- _TEKS YANG DIBERIKAN_
Chairil Anwar
adalah seorang penyair yang berasal dari Indonesia. Chairil Anwar mulai
terkenal dalam dunia sastra setelah pemuatan tulisannya di Majalah
Nisan pada tahun 1942, saat itu ia baru berusia 20 tahun. Ia juga
dikenal sebagai “Si Binatang Jalang” dalam karya-nya, yaitu "Aku". Ia
telah menulis sebanyak 94 karya, termasuk 70 puisi. Bersama Asrul Sani
dan Rivai Apin, ia dinobatkan oleh H.B. Jassin sebagai pelopor Angkatan
'45 sekaligus puisi modern Indonesia.
Biodata Chairil Anwar
Nama Lengkap : Chairil Anwar
Tanggal Lahir : 26 Juli 1922
Tempat Lahir : Medan, Indonesia
Pekerjaan : Penyair
Kebangsaan : Indonesia
Orang tua : Toeloes (ayah) dan Saleha (ibu)

- _TUGAS YANG DIKERJAKAN_
a – Salin seluruh teks tentang Chairil Anwar tanpa mengubah satu huruf pun.
b – Ulangi baris-baris data dari baris yang memuat "ceiling fan, farthest" sampai baris yang memuat "x=246 y=313", kedua baris itu ikut disertakan, tanpa perubahan apa pun.
Teks di atas dan data berikut berasal dari sumber yang berbeda.

Entri penunjukan objek berlabel:

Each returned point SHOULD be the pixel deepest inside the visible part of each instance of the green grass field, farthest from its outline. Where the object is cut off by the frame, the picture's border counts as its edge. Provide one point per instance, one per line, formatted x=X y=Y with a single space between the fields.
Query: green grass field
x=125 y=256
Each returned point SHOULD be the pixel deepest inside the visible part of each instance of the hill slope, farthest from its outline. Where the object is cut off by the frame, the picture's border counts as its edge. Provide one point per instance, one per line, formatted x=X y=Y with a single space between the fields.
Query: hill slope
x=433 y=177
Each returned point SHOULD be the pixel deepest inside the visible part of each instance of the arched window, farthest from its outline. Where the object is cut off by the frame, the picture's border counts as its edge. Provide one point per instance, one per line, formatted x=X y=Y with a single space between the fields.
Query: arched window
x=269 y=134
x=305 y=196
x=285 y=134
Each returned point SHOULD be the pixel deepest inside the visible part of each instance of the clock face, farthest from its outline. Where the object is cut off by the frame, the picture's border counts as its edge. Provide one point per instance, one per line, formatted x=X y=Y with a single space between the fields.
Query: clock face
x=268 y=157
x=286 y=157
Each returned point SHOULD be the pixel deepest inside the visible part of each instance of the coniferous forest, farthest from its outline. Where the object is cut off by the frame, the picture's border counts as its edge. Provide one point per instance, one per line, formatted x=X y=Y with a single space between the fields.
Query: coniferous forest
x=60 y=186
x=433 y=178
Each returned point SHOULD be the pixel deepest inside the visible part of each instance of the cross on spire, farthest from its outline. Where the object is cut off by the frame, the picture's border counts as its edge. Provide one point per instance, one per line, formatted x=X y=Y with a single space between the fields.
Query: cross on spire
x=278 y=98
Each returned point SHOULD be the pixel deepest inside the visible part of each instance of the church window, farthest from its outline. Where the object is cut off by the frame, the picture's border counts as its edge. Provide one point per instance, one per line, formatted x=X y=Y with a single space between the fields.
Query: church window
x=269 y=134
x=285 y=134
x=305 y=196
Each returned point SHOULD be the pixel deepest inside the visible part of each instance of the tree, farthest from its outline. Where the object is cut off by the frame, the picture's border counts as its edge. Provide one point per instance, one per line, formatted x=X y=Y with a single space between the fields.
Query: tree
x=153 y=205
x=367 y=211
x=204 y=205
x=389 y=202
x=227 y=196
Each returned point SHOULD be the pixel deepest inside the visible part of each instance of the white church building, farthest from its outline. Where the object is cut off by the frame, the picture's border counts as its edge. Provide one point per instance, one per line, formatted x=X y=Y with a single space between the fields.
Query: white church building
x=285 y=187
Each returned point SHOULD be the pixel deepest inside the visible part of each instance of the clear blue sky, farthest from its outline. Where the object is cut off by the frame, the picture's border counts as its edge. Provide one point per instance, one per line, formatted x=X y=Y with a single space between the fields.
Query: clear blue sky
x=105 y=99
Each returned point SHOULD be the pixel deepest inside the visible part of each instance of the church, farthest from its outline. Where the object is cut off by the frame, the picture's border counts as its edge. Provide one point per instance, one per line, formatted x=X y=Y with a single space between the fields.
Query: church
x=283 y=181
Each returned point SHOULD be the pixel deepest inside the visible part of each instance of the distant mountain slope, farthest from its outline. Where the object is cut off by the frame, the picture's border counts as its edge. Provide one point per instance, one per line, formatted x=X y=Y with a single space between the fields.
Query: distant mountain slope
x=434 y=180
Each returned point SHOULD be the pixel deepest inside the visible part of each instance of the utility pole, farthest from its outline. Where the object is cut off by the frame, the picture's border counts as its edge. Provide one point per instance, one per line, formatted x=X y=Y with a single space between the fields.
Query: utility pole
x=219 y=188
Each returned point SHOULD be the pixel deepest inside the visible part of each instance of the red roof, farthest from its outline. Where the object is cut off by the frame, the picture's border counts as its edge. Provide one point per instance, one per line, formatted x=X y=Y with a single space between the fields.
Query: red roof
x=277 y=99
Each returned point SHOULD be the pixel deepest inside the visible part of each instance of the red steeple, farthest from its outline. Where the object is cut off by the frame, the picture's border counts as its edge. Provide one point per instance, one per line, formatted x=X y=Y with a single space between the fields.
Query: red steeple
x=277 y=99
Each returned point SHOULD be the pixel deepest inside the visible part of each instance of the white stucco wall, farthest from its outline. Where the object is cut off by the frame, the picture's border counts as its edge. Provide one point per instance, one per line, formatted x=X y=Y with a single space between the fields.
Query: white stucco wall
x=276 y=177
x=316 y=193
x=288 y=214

==

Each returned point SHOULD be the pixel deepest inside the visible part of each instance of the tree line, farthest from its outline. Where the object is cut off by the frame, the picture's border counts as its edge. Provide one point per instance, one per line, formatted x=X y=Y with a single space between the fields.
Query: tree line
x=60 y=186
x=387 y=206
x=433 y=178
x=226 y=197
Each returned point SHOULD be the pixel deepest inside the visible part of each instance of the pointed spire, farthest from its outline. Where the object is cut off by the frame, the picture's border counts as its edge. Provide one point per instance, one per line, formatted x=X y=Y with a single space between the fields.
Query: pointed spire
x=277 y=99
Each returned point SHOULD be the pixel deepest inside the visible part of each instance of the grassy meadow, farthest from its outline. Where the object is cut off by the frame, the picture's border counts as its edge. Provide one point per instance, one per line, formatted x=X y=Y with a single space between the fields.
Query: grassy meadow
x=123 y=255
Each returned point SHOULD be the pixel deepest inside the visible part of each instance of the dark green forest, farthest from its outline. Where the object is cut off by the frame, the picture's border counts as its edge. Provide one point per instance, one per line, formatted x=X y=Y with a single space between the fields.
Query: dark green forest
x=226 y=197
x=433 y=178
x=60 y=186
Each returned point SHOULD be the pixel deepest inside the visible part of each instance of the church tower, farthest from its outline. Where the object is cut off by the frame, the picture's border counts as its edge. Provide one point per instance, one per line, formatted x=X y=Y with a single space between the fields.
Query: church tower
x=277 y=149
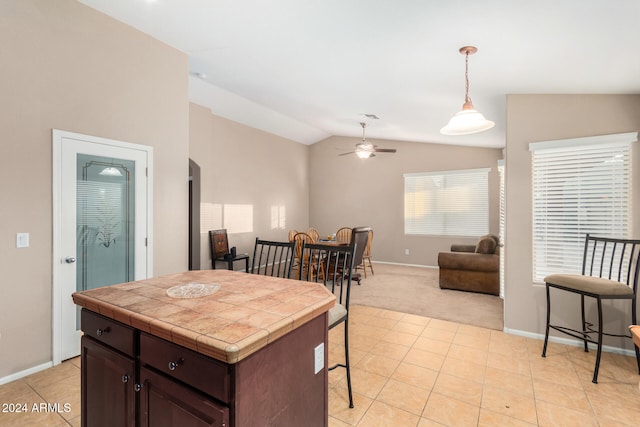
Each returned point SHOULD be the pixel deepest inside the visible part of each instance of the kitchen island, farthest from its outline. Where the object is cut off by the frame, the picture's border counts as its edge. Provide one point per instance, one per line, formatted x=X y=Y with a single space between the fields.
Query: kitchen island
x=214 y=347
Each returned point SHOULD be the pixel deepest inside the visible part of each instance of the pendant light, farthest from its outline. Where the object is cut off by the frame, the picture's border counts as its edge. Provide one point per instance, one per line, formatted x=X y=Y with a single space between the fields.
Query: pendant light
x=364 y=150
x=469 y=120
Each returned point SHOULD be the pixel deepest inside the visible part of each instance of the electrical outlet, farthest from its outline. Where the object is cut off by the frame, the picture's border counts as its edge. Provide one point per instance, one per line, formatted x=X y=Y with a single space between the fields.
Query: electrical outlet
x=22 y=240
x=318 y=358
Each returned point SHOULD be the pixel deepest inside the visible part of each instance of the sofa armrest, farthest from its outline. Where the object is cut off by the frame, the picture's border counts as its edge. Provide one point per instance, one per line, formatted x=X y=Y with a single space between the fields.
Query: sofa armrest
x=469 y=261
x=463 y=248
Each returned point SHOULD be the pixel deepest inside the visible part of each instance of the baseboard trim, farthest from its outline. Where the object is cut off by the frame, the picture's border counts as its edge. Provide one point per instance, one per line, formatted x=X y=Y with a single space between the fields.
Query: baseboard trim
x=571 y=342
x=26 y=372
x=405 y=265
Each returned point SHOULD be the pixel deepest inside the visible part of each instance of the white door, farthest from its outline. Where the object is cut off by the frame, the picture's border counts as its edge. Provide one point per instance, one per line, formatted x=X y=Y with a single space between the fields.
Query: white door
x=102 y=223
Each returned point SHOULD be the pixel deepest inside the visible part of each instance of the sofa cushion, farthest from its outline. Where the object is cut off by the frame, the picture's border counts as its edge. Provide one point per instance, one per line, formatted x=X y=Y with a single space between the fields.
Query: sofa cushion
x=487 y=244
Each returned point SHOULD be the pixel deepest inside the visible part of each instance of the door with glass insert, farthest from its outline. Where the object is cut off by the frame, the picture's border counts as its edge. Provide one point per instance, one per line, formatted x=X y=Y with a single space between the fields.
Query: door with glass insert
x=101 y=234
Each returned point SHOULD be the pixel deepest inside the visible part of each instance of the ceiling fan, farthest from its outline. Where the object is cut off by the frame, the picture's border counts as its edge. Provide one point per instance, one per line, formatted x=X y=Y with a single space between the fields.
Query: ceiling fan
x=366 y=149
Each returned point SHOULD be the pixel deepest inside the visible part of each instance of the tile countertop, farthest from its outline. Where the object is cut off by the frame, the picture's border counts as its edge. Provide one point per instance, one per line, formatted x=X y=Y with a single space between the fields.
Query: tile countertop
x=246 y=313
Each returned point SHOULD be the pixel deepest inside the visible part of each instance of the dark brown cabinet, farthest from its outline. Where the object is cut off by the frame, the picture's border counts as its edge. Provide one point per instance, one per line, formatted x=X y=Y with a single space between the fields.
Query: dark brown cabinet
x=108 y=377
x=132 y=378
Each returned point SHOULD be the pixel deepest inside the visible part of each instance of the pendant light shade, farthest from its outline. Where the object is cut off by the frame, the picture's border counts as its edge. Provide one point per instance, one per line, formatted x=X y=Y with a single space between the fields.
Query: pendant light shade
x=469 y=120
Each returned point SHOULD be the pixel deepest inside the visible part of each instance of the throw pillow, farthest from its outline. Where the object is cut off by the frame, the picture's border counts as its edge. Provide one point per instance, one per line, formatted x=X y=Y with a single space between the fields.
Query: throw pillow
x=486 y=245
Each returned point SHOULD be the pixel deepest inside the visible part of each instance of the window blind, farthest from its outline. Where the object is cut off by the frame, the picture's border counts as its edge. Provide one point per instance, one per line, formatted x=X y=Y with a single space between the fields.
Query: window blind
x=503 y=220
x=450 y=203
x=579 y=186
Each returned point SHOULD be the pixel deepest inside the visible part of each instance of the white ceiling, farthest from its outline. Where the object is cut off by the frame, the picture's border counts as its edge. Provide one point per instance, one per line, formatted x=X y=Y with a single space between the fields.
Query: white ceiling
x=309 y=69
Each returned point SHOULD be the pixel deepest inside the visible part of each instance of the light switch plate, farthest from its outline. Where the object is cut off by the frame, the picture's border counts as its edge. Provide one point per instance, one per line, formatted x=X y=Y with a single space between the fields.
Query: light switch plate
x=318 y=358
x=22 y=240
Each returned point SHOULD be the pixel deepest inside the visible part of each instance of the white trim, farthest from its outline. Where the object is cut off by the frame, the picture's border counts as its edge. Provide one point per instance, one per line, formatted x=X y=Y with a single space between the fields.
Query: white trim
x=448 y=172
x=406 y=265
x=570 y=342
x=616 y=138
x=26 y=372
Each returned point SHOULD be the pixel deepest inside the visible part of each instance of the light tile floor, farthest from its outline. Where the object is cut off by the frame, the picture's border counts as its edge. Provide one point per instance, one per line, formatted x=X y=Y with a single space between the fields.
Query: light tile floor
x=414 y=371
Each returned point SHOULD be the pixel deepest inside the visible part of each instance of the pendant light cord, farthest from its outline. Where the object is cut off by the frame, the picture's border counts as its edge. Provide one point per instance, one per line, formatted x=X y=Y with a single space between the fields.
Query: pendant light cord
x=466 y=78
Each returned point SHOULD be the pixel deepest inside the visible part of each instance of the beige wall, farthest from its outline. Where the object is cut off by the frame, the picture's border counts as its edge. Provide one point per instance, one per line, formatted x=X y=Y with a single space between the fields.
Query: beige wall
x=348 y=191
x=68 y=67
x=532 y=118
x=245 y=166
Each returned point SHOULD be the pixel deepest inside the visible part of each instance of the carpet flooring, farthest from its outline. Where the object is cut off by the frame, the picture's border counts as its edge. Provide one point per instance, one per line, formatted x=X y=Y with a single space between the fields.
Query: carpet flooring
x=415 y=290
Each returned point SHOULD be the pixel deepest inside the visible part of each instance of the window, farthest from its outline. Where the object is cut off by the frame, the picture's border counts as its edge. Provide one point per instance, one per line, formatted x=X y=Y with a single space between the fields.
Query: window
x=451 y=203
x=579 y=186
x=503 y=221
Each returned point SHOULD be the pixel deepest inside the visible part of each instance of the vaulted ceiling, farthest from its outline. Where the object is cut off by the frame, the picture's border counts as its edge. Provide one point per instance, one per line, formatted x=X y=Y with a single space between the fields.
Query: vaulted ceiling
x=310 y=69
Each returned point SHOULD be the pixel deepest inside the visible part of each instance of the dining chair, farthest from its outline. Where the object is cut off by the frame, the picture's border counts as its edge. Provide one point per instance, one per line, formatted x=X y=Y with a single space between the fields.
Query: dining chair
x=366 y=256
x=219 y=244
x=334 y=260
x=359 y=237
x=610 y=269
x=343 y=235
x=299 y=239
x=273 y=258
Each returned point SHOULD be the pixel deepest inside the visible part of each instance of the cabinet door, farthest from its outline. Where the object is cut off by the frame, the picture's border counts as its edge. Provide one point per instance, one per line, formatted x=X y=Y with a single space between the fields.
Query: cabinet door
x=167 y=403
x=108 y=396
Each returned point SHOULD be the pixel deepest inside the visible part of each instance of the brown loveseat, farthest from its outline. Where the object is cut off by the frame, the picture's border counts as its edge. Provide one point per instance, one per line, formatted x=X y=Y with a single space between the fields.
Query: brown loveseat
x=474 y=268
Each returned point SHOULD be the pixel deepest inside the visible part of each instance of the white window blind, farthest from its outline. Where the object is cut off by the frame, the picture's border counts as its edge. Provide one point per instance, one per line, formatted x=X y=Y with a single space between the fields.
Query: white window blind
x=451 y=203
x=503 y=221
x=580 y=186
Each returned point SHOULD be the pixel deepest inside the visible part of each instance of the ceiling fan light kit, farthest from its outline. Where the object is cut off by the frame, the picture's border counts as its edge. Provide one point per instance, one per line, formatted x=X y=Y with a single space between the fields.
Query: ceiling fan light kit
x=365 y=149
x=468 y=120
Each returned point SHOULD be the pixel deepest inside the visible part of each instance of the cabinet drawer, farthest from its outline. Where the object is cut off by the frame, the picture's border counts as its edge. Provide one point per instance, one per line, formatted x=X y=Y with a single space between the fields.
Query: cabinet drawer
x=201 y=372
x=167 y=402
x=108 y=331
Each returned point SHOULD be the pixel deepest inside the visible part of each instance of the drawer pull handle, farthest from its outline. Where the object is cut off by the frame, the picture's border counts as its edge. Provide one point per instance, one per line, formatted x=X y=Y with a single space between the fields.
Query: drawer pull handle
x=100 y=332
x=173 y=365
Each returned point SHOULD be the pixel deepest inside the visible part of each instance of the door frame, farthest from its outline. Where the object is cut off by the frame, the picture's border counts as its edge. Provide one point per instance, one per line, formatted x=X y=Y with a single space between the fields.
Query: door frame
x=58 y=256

- _JAWABAN PER TUGAS_
a –
Chairil Anwar
adalah seorang penyair yang berasal dari Indonesia. Chairil Anwar mulai
terkenal dalam dunia sastra setelah pemuatan tulisannya di Majalah
Nisan pada tahun 1942, saat itu ia baru berusia 20 tahun. Ia juga
dikenal sebagai “Si Binatang Jalang” dalam karya-nya, yaitu "Aku". Ia
telah menulis sebanyak 94 karya, termasuk 70 puisi. Bersama Asrul Sani
dan Rivai Apin, ia dinobatkan oleh H.B. Jassin sebagai pelopor Angkatan
'45 sekaligus puisi modern Indonesia.
Biodata Chairil Anwar
Nama Lengkap : Chairil Anwar
Tanggal Lahir : 26 Juli 1922
Tempat Lahir : Medan, Indonesia
Pekerjaan : Penyair
Kebangsaan : Indonesia
Orang tua : Toeloes (ayah) dan Saleha (ibu)

b –
Each returned point SHOULD be the pixel deepest inside the visible part of each instance of the ceiling fan, farthest from its outline. Where the object is cut off by the frame, the picture's border counts as its edge. Provide one point per instance, one per line, formatted x=X y=Y with a single space between the fields.
Query: ceiling fan
x=366 y=149
Each returned point SHOULD be the pixel deepest inside the visible part of each instance of the tile countertop, farthest from its outline. Where the object is cut off by the frame, the picture's border counts as its edge. Provide one point per instance, one per line, formatted x=X y=Y with a single space between the fields.
Query: tile countertop
x=246 y=313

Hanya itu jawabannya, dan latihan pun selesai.